··· Data extract ···

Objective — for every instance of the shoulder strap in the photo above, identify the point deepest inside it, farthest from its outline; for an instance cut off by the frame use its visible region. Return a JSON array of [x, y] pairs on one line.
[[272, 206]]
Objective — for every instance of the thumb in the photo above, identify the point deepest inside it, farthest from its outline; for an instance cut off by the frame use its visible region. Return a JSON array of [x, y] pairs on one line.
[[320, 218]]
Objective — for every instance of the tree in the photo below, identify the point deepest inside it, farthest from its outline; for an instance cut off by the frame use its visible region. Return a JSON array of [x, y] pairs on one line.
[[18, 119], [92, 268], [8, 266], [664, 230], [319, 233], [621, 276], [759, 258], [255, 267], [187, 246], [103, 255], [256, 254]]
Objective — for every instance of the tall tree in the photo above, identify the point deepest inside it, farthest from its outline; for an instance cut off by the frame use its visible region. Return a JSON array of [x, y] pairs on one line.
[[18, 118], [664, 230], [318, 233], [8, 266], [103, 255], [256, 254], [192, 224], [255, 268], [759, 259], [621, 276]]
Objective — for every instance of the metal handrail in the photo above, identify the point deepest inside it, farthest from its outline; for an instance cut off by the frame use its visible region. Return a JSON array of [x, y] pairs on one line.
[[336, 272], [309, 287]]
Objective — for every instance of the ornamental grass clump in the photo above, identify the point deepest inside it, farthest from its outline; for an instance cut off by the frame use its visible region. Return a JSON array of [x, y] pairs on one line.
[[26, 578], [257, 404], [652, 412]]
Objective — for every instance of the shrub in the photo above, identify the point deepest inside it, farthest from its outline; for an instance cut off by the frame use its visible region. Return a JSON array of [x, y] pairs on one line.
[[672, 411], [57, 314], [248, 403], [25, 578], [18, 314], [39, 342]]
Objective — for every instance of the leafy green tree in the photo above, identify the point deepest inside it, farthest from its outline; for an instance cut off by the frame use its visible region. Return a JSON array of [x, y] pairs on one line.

···

(Exercise description)
Each record must be reproduced exactly. Keep every one.

(Task solution)
Objective — for every instance of the shoulder strap in the photo above, identify the point deepest inside it, farthest from its outline; for an instance cut off by the frame use its visible region. Return a JSON array of [x, y] pairs on one line.
[[272, 206]]
Objective — for every instance of the thumb in the photo above, identify the point deepest inside it, farthest from its outline; for an instance cut off by the frame use its visible region. Return a JSON array of [x, y] pairs on one line.
[[320, 218]]
Objective — for every instance of the tree in the photo below, identify the point deepest inside it, farthest from its outline; for an instance cut off by the frame use its visible region. Return a JSON array of [x, y] pairs on one line.
[[18, 119], [92, 268], [8, 266], [664, 230], [319, 233], [621, 276], [759, 258], [255, 267], [187, 246], [103, 255], [256, 254]]
Objective — for every instance of the tall tree in the photo above, identify the point deepest inside it, farthest from its outline; for an instance cut off by the frame use its visible region. Return a JSON array of [x, y] pairs on one line.
[[18, 118], [664, 230], [318, 233], [8, 266], [103, 255], [256, 254], [192, 224], [255, 268], [759, 259], [621, 276]]
Objective — for every instance of the metal handrail in the photo above, identify the point deepest inside it, farthest from its outline; for an instance cut off by the frame use its visible region. Return a JSON array of [x, y] pairs on one line.
[[336, 272], [309, 287]]
Objective — for every instance of the ornamental grass clump in the photo above, identify the point deepest inside it, farthest from its outline; for an instance cut off by the frame use its visible region. Return a JSON array of [x, y] pairs on one line.
[[26, 578], [257, 404], [652, 412]]
Objective — for every instance of the shrub in the photo above, identify the point deepest inside it, farthest from its outline; for an instance cut off by the frame use its visible region. Return a JSON array of [x, y] pairs on one line.
[[672, 411], [57, 314], [248, 403], [25, 578], [18, 314], [39, 342]]
Objective — for every instance of the leafy green tree in the photo above, identify the point deepest inside it, farthest from its outline; for an instance cut off by the frame use its visible region. Return a JSON array of [x, y] pairs on one line.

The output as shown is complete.